→ **Consigne 1**
Recopiez fidèlement le passage du texte sur Emanuel Gat qui va de « En 2007, Emanuel » jusqu'à « dès son arrivée. ».

Des « organismes chorégraphiques »

En 2007, Emanuel Gat réalise que ses conditions de travail, précaires, ne s’amélioreront pas et décide de quitter Israël, avec sa femme et ses cinq enfants. Il vient s’installer en France, à Istres, en septembre, grâce à Didier Michel (qui avait été directeur du festival d’Uzès de 1996 à 2006), dans les locaux de la Maison de la danse intercommunale. La ville ne lui était pas inconnue : il y avait déjà passé quelques mois pour des résidences de création. La Fondation B.N.P.-Paribas, qui soutient notamment les talents de l’art chorégraphique, le repère immédiatement et l’accompagne dès son arrivée.

→ **Consigne 2**
Dans les enregistrements, reprenez le passage qui va de la ligne contenant « Drop one point on every instance of the tall » jusqu'à la fin des enregistrements, bornes incluses, en remplaçant « population record » par « inventory record » et en laissant tout le reste inchangé. Ne donnez que ce passage.

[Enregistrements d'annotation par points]
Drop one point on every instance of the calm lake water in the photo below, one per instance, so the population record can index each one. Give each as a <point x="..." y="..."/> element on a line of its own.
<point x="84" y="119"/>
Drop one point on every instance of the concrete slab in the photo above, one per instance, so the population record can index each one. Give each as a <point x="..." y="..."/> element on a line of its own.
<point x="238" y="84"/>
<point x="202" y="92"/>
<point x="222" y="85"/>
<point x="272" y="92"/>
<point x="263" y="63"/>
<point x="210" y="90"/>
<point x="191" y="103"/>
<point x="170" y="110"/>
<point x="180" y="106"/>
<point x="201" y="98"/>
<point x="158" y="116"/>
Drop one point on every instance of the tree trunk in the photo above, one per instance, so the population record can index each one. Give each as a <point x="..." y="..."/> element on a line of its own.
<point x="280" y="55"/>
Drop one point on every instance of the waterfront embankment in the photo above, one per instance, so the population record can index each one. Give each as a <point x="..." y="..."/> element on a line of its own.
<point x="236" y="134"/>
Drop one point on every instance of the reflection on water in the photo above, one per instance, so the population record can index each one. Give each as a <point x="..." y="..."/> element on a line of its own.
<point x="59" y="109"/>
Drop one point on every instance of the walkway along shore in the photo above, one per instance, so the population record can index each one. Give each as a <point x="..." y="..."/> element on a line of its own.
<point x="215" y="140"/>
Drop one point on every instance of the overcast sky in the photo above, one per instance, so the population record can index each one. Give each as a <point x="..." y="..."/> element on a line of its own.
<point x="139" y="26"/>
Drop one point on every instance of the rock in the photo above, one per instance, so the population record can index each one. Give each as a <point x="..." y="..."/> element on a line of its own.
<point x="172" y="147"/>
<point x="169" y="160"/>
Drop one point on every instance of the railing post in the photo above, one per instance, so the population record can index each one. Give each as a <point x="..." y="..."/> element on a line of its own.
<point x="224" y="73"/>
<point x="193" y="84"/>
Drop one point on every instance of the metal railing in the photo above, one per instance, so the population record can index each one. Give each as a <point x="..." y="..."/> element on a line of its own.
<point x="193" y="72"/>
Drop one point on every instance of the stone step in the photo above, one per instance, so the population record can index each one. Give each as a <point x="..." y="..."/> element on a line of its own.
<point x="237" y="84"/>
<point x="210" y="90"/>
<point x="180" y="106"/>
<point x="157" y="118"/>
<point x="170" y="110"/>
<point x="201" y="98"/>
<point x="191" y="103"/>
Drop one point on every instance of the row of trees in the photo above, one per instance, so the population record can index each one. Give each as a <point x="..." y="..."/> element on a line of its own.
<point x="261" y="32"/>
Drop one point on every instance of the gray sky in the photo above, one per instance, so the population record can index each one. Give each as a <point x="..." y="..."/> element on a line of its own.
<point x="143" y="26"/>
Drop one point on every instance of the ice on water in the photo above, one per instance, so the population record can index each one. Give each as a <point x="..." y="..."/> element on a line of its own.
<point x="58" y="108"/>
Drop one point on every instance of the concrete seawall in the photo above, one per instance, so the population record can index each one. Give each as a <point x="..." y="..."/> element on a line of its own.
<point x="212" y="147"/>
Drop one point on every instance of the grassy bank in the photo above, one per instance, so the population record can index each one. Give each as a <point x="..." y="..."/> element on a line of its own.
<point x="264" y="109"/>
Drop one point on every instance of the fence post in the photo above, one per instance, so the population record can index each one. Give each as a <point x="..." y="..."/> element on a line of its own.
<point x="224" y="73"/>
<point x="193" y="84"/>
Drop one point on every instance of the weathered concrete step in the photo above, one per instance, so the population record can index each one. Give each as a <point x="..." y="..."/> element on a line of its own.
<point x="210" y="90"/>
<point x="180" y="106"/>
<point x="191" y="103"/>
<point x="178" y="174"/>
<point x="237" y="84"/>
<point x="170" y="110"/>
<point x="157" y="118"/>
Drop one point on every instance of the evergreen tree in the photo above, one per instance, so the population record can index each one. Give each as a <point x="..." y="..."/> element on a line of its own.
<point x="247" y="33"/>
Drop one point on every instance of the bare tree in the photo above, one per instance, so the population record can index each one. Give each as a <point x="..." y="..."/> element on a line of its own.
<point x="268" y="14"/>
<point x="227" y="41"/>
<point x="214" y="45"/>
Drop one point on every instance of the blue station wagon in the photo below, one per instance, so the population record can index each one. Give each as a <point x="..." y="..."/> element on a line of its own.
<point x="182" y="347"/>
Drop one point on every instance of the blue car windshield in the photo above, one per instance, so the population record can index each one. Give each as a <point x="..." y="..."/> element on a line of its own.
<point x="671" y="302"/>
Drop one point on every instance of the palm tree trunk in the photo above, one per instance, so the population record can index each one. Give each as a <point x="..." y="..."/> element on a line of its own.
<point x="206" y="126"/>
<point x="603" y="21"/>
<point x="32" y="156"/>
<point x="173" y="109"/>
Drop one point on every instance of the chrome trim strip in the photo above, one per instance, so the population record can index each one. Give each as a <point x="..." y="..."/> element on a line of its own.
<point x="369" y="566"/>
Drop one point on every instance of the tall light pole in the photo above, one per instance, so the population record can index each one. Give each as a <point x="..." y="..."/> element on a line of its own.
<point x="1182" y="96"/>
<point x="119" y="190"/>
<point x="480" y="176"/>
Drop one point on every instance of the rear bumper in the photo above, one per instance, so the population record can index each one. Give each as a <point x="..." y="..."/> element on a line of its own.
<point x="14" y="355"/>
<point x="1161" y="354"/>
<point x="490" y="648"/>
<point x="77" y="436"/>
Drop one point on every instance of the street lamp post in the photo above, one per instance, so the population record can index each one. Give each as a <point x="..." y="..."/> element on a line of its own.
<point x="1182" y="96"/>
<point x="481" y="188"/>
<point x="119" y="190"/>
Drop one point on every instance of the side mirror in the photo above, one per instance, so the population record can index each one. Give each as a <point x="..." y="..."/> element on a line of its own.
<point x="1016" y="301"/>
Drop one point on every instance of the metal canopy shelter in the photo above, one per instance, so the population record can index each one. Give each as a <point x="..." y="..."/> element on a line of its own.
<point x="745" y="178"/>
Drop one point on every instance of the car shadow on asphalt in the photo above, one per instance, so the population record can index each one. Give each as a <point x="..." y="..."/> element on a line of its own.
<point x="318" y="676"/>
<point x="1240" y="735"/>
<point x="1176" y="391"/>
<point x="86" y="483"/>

→ **Réponse attendue 1**
En 2007, Emanuel Gat réalise que ses conditions de travail, précaires, ne s’amélioreront pas et décide de quitter Israël, avec sa femme et ses cinq enfants. Il vient s’installer en France, à Istres, en septembre, grâce à Didier Michel (qui avait été directeur du festival d’Uzès de 1996 à 2006), dans les locaux de la Maison de la danse intercommunale. La ville ne lui était pas inconnue : il y avait déjà passé quelques mois pour des résidences de création. La Fondation B.N.P.-Paribas, qui soutient notamment les talents de l’art chorégraphique, le repère immédiatement et l’accompagne dès son arrivée.

→ **Réponse attendue 2**
Drop one point on every instance of the tall light pole in the photo above, one per instance, so the inventory record can index each one. Give each as a <point x="..." y="..."/> element on a line of its own.
<point x="1182" y="96"/>
<point x="119" y="190"/>
<point x="480" y="176"/>
Drop one point on every instance of the rear bumper in the photo above, one per instance, so the inventory record can index each one. Give each as a <point x="..." y="..."/> element on a line of its own.
<point x="14" y="355"/>
<point x="1161" y="354"/>
<point x="490" y="648"/>
<point x="77" y="436"/>
Drop one point on every instance of the street lamp post in the photo above, one per instance, so the inventory record can index each one. Give each as a <point x="..." y="..."/> element on a line of its own.
<point x="1182" y="96"/>
<point x="481" y="188"/>
<point x="119" y="190"/>
Drop one point on every instance of the side mirror in the photo above, one per instance, so the inventory record can index each one. Give each as a <point x="..." y="..."/> element on a line of its own.
<point x="1016" y="301"/>
Drop one point on every instance of the metal canopy shelter in the photo above, one per instance, so the inventory record can index each one. Give each as a <point x="..." y="..."/> element on a line of its own.
<point x="745" y="178"/>
Drop one point on every instance of the car shadow on asphalt in the photo above, one per instance, so the inventory record can index each one. Give each as a <point x="..." y="..."/> element on a line of its own.
<point x="318" y="676"/>
<point x="1240" y="735"/>
<point x="1176" y="391"/>
<point x="86" y="483"/>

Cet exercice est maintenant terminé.